*CHALLENGE A*:
In the Poem of the Week piece, can you repeat the passage that begins at the words "Poem of the" and stops after "the 20th century."?
*CHALLENGE B*:
Answer these questions from the Poem of the Week piece:
(i) Who is A Tree Grows in Brooklyn about?
(ii) When did that character grow up on the streets of Brooklyn?
(iii) According to the teacher, what could she do in the stories she wrote?

*SOURCE EXTRACT*:
================================
Poem of the Week, by Warsan Shire

Screen Shot 2018-04-05 at 8.44.01 AMI’ll rewrite this whole life and this time there’ll be so much love, / you won’t be able to see beyond it. 

These lines, from the gorgeous poem below, bring me back to childhood and the novel that more than any other book made me want to be a writer. A Tree Grows in Brooklyn is about Francie Nolan, who grew up on the mean streets of Brooklyn in the early part of the 20th century.

She was a lonely girl, even though she was loved, and so was I. Her love for the world and being alive in it was wild and intense, and so was mine. She was filled with longing and confusion, and so was I. That one teacher –the one she adored—told her that in life, she should tell the truth of the way things happened, but that in the stories she wrote, she could make up her own endings. She could write life the way it should be. Warsan Shire is too young to have read A Tree Grows in Brooklyn, but she knows way down deep in her bones the profound power of words to transcend experience.
================================
*GIVEN RECORDS*:
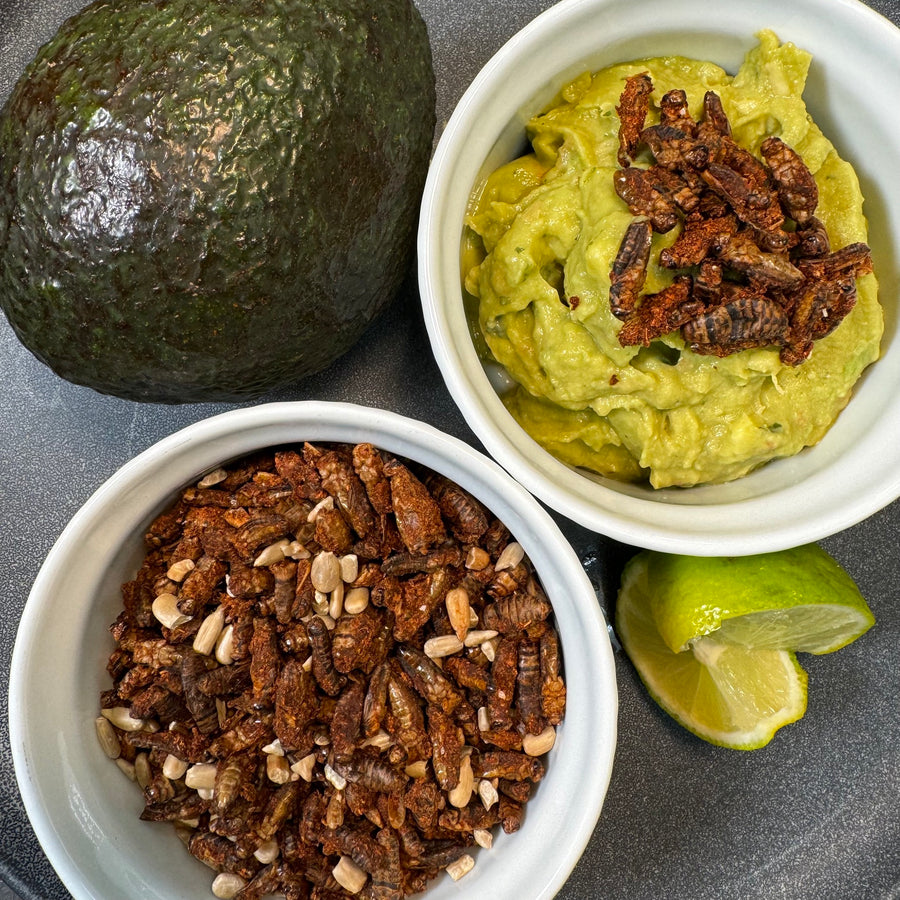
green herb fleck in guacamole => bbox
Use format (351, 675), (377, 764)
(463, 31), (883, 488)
================================
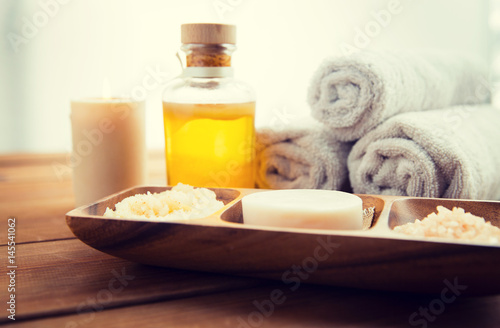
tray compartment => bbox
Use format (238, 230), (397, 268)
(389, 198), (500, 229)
================================
*FULL RESPONSE A*:
Poem of the Week, by Warsan Shire

Screen Shot 2018-04-05 at 8.44.01 AMI’ll rewrite this whole life and this time there’ll be so much love, / you won’t be able to see beyond it. 

These lines, from the gorgeous poem below, bring me back to childhood and the novel that more than any other book made me want to be a writer. A Tree Grows in Brooklyn is about Francie Nolan, who grew up on the mean streets of Brooklyn in the early part of the 20th century.

*FULL RESPONSE B*:
(i) Francie Nolan.
(ii) In the early part of the 20th century.
(iii) She could make up her own endings.